Passage shown:
▬▬▬▬▬▬▬▬▬▬

But now a signal misfortune befell. Upon a motion to strike out the clause prohibiting Slavery, six States: New Hampshire, Massachusetts, Rhode Island, Connecticut, New York and Pennsylvania, voted to retain the prohibitive clause, while three States, Maryland, Virginia and South Carolina, voted not to retain it. The vote of North Carolina was equally divided; and while one of the Delegates from New Jersey voted to retain it, yet as there was no other delegate present from that State, and the Articles of Confederation required the presence of "two or more" delegates to cast the vote of a State, the vote of New Jersey was lost; and, as the same Articles required an affirmative vote of a majority of all the States—and not simply of those present—the retention of the clause prohibiting Slavery was also lost. Thus was lost the great opportunity of restricting Slavery to the then existing Slave States, and of settling the question peaceably for all time. Three years afterward a similar Ordinance, since become famous as "the Ordinance of '87," for the government of the North-west Territory (from which the Free States of Ohio, Indiana, Illinois, Michigan and Wisconsin have since been carved and admitted to the Union) was adopted in Congress by the unanimous vote of all the eight States present. And the sixth article of this Ordinance, or "Articles of Compact," which it was stipulated should "forever remain unalterable, unless by common consent," was in these words:

"Art. 6. There shall be neither Slavery nor involuntary servitude in the said Territory, otherwise than in punishment of crimes, whereof the party shall have been duly convicted; provided always that any person escaping into the same from whom labor or service is lawfully claimed in any one of the original States, such fugitive may be lawfully reclaimed, and conveyed to the person claiming his or her labor, or service, as aforesaid."

▬▬▬▬▬▬▬▬▬▬

Exercise instructions:
1 – Which Free States does the passage on the slavery clause vote say were later carved from the North-west Territory?
2 – According to the passage on the slavery clause vote, how many States were present when Congress adopted the Ordinance of '87?
3 – Go on with the passage about the Ordinance of '87 from the point where it stops.

▬▬▬▬▬▬▬▬▬▬

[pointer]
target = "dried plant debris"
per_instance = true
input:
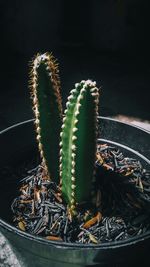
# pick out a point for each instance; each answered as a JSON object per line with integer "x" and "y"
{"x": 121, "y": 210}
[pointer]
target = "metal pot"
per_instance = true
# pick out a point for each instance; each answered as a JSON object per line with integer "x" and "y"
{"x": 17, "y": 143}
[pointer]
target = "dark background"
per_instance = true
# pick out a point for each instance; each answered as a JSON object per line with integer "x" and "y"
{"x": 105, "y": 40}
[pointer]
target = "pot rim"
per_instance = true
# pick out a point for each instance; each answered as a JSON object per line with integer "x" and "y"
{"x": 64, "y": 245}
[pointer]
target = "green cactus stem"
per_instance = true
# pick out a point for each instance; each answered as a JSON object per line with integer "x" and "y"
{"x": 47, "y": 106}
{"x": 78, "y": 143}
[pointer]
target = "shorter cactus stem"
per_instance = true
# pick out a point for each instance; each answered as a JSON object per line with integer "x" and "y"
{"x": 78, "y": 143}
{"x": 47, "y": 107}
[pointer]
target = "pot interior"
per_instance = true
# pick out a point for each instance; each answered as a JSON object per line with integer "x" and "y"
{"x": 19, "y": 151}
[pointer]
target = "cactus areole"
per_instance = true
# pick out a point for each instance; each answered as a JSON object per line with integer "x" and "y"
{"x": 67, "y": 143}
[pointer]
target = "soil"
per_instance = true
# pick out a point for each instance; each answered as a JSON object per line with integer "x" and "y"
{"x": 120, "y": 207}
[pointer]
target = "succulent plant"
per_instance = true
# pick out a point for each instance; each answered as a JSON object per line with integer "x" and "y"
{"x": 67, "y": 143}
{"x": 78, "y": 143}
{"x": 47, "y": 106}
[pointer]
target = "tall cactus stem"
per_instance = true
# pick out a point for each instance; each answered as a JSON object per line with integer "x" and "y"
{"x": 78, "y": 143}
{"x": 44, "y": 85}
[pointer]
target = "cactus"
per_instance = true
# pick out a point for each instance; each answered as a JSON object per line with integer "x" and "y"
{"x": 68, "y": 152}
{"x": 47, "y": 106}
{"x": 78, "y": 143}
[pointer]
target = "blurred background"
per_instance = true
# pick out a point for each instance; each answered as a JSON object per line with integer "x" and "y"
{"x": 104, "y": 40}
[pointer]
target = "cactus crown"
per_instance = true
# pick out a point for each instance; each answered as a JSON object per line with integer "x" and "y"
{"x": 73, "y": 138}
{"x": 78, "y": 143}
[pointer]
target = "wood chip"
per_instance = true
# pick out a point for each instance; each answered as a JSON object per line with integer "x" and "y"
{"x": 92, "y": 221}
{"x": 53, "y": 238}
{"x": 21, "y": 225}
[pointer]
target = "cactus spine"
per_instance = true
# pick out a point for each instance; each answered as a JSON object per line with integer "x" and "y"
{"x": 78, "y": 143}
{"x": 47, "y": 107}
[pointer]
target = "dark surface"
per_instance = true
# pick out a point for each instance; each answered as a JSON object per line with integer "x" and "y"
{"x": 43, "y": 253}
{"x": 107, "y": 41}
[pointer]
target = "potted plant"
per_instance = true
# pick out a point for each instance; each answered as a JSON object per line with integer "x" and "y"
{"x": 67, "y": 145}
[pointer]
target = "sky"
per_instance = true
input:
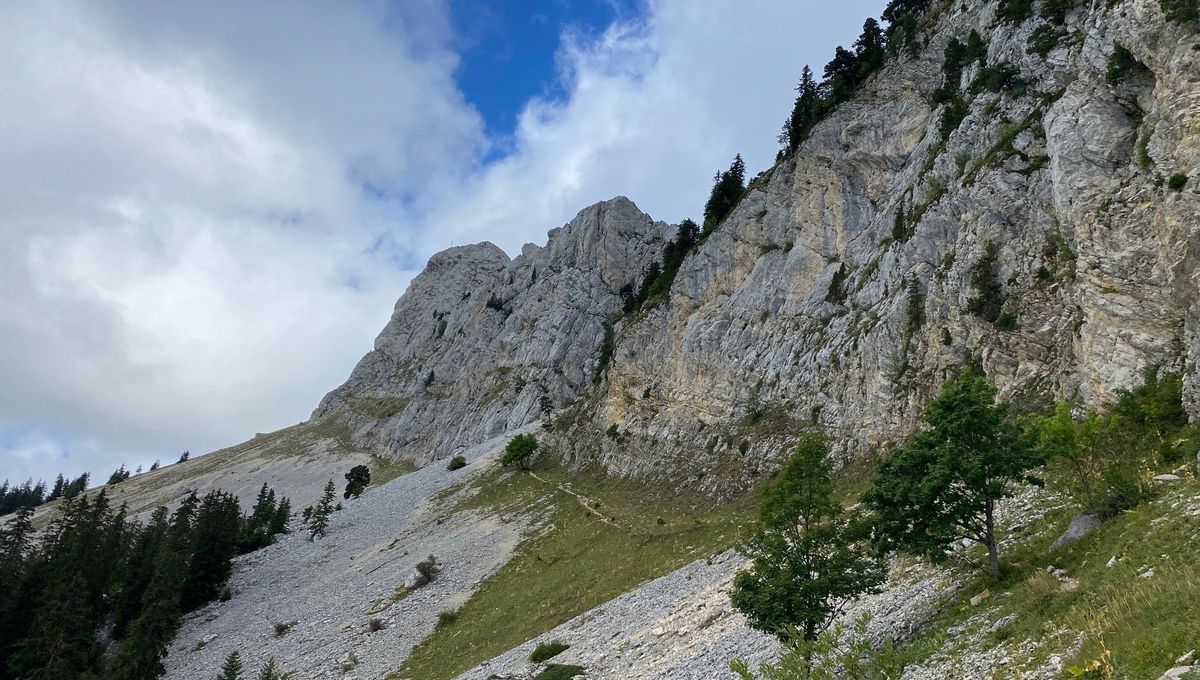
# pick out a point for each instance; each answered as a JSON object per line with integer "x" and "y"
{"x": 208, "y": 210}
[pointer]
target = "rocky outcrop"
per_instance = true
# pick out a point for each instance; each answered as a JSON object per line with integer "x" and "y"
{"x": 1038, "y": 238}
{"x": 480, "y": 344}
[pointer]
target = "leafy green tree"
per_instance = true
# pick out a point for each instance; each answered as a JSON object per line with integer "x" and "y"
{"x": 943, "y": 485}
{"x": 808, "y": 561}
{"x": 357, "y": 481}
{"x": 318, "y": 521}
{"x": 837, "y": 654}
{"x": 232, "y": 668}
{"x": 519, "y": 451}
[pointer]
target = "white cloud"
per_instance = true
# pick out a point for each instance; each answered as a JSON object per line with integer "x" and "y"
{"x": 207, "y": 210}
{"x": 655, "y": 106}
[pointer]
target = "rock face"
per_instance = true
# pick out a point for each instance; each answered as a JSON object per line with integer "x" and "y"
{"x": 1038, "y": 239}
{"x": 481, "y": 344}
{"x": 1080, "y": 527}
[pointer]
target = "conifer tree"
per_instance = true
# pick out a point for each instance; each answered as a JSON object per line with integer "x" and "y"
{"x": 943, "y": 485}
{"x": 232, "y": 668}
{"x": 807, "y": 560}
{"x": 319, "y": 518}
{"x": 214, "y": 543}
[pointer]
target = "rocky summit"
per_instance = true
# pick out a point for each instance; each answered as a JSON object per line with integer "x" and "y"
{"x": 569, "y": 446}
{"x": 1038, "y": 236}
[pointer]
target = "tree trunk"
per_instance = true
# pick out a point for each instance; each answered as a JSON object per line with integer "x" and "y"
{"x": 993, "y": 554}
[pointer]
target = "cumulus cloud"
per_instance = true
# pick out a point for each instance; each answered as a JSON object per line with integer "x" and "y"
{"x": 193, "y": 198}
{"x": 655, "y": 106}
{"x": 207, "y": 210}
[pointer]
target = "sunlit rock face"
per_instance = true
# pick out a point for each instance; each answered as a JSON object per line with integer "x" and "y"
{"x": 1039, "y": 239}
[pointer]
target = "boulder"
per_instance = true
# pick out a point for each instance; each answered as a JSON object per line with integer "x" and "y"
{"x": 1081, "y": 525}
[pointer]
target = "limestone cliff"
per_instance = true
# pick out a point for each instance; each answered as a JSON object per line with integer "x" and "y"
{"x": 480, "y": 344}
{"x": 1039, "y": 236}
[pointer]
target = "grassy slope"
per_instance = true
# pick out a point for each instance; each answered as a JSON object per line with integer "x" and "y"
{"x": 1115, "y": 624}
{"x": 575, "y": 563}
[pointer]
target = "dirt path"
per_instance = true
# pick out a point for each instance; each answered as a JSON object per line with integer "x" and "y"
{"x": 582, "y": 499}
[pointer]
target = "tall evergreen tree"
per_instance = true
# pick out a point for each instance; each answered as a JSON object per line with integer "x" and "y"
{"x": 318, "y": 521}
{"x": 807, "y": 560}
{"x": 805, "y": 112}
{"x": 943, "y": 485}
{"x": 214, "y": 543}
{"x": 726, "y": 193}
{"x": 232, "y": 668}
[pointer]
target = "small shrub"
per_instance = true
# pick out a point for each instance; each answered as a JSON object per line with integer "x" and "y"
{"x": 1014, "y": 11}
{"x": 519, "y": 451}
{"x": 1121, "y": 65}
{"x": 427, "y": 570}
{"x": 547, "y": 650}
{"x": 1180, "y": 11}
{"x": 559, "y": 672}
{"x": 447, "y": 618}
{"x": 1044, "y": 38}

▬▬▬▬▬▬▬▬▬▬

Expected outputs:
1 – Ohio, Indiana, Illinois, Michigan, and Wisconsin.

2 – Eight States, which voted unanimously.

3 –
But this Ordinance of '87, adopted almost simultaneously with the framing of our present Federal Constitution, was essentially different from the Ordinance of three years previous, in this: that while the latter included the territory south of the Ohio River as well as that north-west of it, this did not; and as a direct consequence of this failure to include in it the territory south of that river, the States of Tennessee, Alabama and Mississippi, which were taken out of it, were subsequently admitted to the Union as Slave States, and thus greatly augmented their political power. And at a later period it was this increased political power that secured the admission of still other Slave States—as Florida, Louisiana and Texas—which enabled the Slave States to hold the balance of such power as against the original States that had become Free, and the new Free States of the North-west.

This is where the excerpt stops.